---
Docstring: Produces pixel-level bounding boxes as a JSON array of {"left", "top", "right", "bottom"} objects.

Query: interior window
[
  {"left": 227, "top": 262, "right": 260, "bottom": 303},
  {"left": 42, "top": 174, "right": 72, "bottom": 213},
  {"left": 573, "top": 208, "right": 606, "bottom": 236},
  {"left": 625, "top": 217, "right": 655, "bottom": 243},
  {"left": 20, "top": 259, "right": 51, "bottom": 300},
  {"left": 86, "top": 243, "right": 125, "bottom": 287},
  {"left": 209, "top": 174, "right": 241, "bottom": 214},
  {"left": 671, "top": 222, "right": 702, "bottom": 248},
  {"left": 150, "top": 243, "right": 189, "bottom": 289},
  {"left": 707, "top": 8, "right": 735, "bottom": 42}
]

(Aim of the exercise):
Arrange every line of the items above into a numbered list, leaving out any blank lines.

(Exercise response):
1. ---
2. Docstring: Produces pixel-level bounding boxes as a JSON array of {"left", "top", "right", "bottom"} objects.
3. Query: interior window
4. [
5.   {"left": 227, "top": 262, "right": 260, "bottom": 303},
6.   {"left": 42, "top": 174, "right": 72, "bottom": 213},
7.   {"left": 573, "top": 208, "right": 606, "bottom": 236},
8.   {"left": 625, "top": 217, "right": 655, "bottom": 243},
9.   {"left": 20, "top": 259, "right": 51, "bottom": 300},
10.   {"left": 86, "top": 243, "right": 125, "bottom": 287},
11.   {"left": 209, "top": 174, "right": 241, "bottom": 214},
12.   {"left": 671, "top": 222, "right": 702, "bottom": 248},
13.   {"left": 150, "top": 243, "right": 189, "bottom": 289},
14.   {"left": 707, "top": 8, "right": 735, "bottom": 42}
15. ]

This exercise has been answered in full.